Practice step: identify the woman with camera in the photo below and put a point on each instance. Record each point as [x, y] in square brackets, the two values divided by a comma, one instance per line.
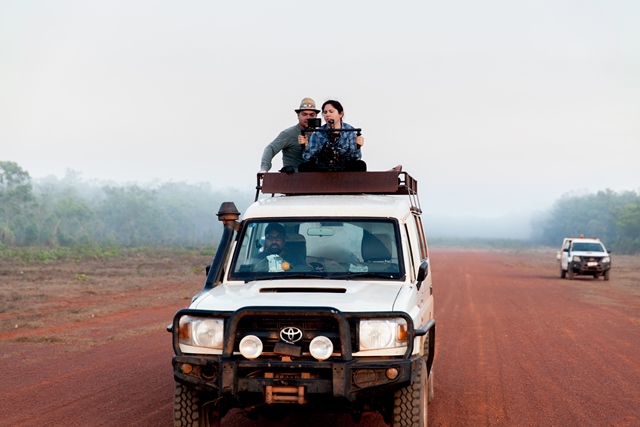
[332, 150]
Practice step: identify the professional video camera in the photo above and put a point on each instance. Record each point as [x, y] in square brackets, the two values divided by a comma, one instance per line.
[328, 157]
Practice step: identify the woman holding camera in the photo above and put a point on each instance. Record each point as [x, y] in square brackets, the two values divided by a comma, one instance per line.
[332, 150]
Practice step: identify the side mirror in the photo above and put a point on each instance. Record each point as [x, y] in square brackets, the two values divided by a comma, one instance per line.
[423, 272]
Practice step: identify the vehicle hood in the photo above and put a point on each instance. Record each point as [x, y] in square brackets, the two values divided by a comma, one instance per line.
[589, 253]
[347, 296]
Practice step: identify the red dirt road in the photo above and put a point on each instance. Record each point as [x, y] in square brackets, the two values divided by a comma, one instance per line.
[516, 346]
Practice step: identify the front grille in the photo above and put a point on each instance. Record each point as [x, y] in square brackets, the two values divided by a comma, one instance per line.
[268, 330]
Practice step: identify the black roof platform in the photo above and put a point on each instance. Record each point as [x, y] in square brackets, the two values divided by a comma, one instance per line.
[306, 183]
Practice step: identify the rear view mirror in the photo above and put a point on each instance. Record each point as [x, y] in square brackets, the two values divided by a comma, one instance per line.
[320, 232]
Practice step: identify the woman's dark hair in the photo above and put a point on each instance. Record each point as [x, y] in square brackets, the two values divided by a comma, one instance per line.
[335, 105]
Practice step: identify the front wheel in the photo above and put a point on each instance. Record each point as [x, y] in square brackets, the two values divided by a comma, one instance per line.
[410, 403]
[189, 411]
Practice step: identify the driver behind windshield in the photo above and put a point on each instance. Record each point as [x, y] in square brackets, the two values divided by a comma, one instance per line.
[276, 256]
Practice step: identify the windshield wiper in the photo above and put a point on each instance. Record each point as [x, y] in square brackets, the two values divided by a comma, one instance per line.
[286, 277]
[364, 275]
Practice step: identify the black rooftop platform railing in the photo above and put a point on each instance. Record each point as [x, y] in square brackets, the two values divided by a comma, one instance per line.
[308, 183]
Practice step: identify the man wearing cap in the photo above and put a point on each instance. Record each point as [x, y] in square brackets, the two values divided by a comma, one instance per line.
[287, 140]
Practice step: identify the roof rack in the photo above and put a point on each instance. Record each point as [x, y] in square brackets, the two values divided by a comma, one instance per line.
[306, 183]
━━━━━━
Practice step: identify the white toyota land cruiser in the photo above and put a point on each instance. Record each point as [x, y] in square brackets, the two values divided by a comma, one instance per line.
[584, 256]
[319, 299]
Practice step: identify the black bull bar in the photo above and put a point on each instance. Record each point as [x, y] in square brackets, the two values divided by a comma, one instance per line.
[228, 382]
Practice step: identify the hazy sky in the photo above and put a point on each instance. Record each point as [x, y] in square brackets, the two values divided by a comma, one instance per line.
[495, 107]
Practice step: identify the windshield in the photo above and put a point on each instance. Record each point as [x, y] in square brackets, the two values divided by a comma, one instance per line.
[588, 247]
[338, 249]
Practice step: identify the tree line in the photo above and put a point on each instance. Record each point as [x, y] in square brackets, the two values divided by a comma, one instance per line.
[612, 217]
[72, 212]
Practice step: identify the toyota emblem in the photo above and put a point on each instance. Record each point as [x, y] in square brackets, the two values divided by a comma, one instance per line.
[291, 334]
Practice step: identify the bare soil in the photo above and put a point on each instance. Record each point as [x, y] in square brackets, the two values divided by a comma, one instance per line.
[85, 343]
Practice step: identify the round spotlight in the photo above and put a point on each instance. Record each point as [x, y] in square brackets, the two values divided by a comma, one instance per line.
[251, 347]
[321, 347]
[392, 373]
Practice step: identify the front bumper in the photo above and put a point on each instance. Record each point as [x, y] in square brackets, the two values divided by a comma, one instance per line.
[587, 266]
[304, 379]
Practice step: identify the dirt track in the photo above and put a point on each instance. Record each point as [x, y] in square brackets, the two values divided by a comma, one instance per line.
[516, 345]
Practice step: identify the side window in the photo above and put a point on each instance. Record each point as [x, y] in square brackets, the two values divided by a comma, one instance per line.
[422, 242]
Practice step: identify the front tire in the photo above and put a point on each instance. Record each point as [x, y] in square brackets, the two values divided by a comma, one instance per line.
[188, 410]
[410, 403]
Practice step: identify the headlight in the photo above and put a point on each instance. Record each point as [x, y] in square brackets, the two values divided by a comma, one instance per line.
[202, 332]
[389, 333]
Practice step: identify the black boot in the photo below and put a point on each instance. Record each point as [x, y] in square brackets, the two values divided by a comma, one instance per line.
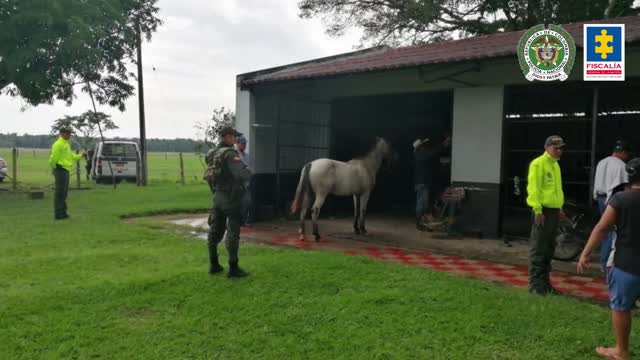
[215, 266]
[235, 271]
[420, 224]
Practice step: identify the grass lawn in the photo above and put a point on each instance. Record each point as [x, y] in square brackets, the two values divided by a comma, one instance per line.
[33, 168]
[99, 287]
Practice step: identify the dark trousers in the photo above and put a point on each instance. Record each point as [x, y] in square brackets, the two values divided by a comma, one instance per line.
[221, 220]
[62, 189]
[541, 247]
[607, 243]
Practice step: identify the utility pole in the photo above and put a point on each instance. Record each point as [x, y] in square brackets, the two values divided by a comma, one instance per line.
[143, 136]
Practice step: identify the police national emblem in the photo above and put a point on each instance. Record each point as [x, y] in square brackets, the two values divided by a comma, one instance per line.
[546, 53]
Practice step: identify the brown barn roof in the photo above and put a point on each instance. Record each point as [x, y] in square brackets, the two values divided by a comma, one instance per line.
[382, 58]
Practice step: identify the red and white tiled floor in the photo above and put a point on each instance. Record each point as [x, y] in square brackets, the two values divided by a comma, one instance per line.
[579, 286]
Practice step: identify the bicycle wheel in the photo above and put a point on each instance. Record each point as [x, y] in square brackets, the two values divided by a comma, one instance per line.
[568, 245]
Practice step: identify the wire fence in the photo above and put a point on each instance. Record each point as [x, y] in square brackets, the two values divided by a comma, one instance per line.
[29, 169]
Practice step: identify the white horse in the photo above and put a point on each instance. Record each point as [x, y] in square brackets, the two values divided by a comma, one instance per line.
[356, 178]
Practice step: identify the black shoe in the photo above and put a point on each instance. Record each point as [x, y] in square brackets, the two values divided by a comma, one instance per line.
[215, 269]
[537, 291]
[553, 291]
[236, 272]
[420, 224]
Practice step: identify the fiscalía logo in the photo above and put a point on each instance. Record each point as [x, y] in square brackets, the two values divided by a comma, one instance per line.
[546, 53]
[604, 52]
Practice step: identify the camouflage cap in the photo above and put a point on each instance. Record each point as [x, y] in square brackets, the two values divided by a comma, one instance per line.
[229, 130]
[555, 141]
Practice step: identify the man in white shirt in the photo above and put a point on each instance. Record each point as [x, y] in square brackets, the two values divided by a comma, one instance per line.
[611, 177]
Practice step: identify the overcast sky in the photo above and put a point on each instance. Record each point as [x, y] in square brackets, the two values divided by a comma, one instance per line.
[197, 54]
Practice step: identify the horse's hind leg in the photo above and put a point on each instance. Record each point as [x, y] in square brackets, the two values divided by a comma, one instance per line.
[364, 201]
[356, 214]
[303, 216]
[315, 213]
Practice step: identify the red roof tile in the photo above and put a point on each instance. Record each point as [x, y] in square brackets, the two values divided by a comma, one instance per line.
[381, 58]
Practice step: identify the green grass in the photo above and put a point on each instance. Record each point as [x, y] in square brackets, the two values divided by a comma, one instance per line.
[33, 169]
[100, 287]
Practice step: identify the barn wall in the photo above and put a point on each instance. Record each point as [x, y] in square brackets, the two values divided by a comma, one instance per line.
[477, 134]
━━━━━━
**Problem description:** How many lines of the records above contain the string "camera"? Case counts. Reply with the number alone.

**Response to the task:** 3